Stated task: Reproduce verbatim the stretch of items below from the start through the line containing "[(461, 261), (602, 207)]", including both ends.

--- begin Data to process ---

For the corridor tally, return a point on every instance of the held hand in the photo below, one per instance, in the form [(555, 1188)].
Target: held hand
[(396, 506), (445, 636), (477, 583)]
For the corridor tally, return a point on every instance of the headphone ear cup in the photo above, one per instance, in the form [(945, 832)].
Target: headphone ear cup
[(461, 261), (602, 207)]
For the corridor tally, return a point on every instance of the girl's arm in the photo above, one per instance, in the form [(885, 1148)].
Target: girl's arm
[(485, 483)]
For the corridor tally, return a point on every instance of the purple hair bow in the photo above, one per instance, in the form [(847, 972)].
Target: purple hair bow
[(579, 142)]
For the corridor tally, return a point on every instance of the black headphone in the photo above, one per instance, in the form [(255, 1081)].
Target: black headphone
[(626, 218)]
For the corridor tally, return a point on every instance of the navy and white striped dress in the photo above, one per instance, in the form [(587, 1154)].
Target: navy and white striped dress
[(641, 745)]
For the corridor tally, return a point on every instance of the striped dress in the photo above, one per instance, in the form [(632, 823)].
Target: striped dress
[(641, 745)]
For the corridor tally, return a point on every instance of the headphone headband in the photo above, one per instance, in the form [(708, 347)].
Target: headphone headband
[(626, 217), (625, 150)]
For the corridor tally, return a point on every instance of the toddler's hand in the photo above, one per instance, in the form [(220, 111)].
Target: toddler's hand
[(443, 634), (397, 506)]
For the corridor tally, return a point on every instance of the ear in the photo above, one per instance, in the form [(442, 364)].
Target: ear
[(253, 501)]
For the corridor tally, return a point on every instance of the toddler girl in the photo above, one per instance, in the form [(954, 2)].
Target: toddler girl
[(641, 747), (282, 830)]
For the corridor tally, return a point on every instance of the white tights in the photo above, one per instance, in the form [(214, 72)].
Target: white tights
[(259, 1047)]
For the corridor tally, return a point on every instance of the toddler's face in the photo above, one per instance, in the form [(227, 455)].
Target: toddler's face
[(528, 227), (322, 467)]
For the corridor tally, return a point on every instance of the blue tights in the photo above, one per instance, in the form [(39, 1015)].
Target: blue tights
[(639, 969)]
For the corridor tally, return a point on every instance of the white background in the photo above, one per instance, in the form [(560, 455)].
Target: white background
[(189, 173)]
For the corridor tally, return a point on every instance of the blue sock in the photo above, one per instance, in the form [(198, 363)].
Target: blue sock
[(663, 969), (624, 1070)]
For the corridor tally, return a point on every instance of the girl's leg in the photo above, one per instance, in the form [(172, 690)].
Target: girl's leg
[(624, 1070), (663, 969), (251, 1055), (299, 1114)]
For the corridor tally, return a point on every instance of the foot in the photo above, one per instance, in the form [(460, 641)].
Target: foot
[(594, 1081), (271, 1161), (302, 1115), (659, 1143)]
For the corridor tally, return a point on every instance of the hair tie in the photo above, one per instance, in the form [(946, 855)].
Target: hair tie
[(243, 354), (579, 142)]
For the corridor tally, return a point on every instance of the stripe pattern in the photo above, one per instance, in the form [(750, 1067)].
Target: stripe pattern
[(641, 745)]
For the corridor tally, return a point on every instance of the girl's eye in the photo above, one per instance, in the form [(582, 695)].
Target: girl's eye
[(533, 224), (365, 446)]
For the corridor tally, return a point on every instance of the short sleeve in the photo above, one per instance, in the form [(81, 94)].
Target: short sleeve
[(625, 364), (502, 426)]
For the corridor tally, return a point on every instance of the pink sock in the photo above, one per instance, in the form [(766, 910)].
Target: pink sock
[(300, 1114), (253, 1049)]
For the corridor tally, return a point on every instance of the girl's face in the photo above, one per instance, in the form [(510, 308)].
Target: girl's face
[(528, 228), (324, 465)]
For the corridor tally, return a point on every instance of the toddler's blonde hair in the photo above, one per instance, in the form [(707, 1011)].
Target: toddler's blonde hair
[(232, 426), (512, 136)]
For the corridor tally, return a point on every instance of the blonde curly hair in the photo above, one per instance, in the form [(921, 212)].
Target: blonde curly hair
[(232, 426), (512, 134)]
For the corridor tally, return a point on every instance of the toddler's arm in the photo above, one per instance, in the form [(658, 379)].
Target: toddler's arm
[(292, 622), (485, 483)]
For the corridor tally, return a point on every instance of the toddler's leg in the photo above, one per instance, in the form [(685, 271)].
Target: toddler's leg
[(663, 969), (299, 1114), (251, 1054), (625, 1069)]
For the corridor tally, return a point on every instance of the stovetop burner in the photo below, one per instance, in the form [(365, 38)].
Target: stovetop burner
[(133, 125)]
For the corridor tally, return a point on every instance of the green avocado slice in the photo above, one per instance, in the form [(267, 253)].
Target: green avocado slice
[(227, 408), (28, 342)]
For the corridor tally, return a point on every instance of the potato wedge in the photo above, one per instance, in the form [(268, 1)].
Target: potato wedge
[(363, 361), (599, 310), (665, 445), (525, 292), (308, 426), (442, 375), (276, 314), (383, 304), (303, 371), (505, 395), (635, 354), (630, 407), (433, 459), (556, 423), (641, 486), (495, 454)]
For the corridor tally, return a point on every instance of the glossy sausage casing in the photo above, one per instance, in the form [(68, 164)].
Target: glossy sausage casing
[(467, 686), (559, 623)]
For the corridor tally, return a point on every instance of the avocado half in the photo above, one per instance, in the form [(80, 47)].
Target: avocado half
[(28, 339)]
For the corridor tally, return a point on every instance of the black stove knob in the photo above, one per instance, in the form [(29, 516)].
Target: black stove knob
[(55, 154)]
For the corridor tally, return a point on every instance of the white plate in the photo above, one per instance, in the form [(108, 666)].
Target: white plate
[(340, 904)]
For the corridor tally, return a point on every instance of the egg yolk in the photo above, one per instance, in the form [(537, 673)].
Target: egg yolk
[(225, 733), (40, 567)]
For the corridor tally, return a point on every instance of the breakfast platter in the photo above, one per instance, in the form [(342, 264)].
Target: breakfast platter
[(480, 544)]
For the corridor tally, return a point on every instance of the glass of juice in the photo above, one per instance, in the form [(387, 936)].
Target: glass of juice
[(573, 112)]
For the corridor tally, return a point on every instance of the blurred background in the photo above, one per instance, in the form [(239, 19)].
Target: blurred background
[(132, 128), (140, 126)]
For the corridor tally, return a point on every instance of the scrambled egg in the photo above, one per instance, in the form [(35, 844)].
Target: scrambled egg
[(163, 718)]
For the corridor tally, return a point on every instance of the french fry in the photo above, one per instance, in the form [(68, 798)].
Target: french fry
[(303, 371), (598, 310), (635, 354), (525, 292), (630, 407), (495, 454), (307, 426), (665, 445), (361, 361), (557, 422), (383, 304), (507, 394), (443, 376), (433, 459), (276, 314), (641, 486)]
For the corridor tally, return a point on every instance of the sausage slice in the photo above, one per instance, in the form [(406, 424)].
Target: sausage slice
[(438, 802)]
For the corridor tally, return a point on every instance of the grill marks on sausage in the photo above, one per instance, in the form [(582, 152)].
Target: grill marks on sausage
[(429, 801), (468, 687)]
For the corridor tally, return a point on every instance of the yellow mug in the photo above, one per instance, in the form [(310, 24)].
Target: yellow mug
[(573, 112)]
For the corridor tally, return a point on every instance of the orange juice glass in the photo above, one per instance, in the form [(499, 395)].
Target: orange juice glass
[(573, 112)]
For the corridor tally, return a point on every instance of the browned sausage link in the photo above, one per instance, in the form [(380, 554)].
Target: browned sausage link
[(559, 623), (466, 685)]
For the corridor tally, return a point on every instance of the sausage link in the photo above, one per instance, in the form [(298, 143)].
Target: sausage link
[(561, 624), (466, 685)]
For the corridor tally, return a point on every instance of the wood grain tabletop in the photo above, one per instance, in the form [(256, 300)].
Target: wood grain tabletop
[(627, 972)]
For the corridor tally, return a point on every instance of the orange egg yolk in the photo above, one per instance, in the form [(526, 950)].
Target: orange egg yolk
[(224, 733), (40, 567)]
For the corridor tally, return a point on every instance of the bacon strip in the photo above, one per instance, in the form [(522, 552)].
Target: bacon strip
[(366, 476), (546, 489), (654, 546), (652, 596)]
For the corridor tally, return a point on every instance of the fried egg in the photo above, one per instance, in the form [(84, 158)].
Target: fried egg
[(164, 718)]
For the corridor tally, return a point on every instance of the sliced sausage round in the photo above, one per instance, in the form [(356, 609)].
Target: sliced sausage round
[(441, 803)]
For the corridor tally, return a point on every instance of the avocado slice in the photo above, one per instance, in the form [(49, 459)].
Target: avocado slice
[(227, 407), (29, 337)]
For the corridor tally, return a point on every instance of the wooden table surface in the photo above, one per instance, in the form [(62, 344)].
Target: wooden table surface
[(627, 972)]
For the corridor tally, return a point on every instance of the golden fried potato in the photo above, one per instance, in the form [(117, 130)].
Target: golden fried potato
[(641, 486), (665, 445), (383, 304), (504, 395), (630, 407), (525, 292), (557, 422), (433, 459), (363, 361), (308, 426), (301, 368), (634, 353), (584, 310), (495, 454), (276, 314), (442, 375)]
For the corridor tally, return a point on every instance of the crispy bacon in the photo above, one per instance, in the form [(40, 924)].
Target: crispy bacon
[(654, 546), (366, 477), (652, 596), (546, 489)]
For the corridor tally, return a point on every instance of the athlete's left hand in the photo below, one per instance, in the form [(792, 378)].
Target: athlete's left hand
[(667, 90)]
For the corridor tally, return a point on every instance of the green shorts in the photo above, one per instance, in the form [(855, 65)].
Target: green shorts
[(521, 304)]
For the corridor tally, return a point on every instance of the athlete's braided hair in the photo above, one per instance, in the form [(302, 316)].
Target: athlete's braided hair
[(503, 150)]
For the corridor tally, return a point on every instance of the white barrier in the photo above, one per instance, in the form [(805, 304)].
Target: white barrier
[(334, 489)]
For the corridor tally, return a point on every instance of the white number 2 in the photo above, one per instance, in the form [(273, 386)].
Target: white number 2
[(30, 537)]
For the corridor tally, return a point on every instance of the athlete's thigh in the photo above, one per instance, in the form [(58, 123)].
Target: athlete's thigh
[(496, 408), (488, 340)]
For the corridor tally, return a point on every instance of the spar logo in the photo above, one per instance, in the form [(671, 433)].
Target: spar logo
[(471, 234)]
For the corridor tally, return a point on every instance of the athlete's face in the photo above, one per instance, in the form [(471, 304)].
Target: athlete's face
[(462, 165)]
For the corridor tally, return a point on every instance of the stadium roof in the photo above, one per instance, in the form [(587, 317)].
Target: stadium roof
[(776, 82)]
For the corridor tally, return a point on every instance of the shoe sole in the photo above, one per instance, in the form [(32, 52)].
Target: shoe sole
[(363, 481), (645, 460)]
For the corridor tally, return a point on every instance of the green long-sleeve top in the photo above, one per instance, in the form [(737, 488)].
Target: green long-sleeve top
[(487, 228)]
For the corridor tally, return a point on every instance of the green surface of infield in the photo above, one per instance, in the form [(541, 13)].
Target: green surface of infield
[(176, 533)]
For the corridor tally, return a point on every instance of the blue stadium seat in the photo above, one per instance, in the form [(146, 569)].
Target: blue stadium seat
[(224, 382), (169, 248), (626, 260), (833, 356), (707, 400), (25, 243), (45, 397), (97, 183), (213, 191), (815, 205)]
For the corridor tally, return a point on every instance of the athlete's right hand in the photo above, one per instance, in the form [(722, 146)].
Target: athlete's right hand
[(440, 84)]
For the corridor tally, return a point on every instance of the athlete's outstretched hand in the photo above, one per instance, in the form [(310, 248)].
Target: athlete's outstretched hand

--- end Data to process ---

Exercise result:
For the corridor tally, return a point on every instance of the held hand in the photo below, one per instance, in the form [(555, 1188)].
Target: held hand
[(396, 506), (445, 636), (477, 583)]
For the corridor tally, return a point on every instance of the headphone ear cup in the photo above, one per instance, in the form [(945, 832)].
Target: headphone ear cup
[(461, 261), (602, 207)]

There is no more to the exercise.